Output every record verbatim, and omit each picture.

# RECORDED DATA:
┌────────

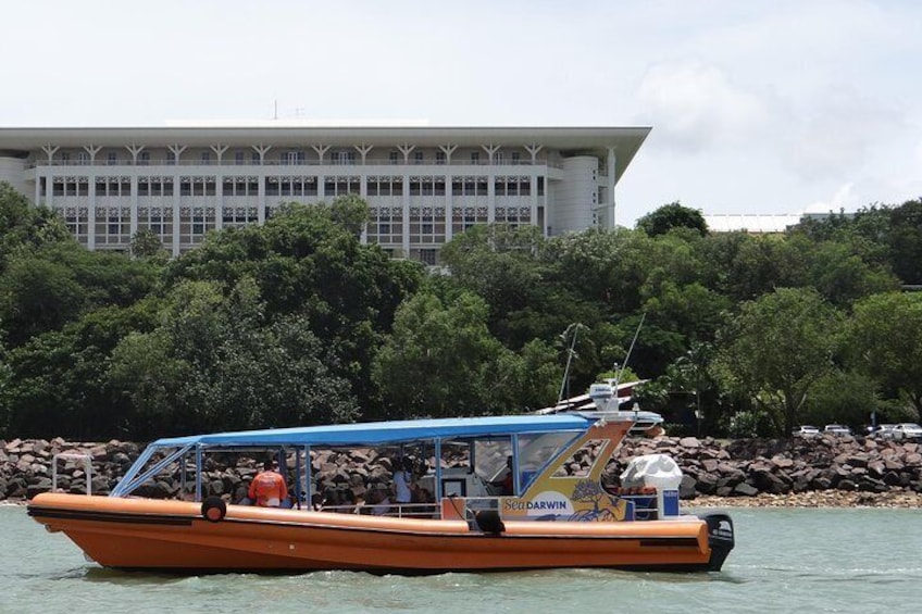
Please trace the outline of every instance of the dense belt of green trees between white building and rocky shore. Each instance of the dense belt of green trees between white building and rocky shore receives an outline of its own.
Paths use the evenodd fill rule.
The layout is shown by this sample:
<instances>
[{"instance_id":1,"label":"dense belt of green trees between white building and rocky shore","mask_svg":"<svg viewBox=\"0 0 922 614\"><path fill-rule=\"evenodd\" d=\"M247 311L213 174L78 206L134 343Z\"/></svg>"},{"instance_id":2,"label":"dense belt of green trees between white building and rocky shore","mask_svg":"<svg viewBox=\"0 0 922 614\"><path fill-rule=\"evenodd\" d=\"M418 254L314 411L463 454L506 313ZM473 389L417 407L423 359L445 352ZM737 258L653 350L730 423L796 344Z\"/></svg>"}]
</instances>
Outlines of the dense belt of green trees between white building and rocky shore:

└────────

# WRITTEN ANSWER:
Please trace the outline of every instance of the dense belt of green trees between white building and rocky shore. Each instance of the dense belt of green trees between white building and rocky shore receives an outline of its own.
Paths use the evenodd fill rule.
The layout is shown by this sample:
<instances>
[{"instance_id":1,"label":"dense belt of green trees between white building and rocky shore","mask_svg":"<svg viewBox=\"0 0 922 614\"><path fill-rule=\"evenodd\" d=\"M247 311L213 174L78 206L134 343Z\"/></svg>"},{"instance_id":2,"label":"dense belt of green trees between white building and rocky shore","mask_svg":"<svg viewBox=\"0 0 922 614\"><path fill-rule=\"evenodd\" d=\"M418 254L314 411L463 454L506 313ZM473 389L417 407L423 359L445 352ZM737 258L653 350L730 423L796 344Z\"/></svg>"}]
</instances>
Outlines of the dense belt of green trees between white building and rocky shore:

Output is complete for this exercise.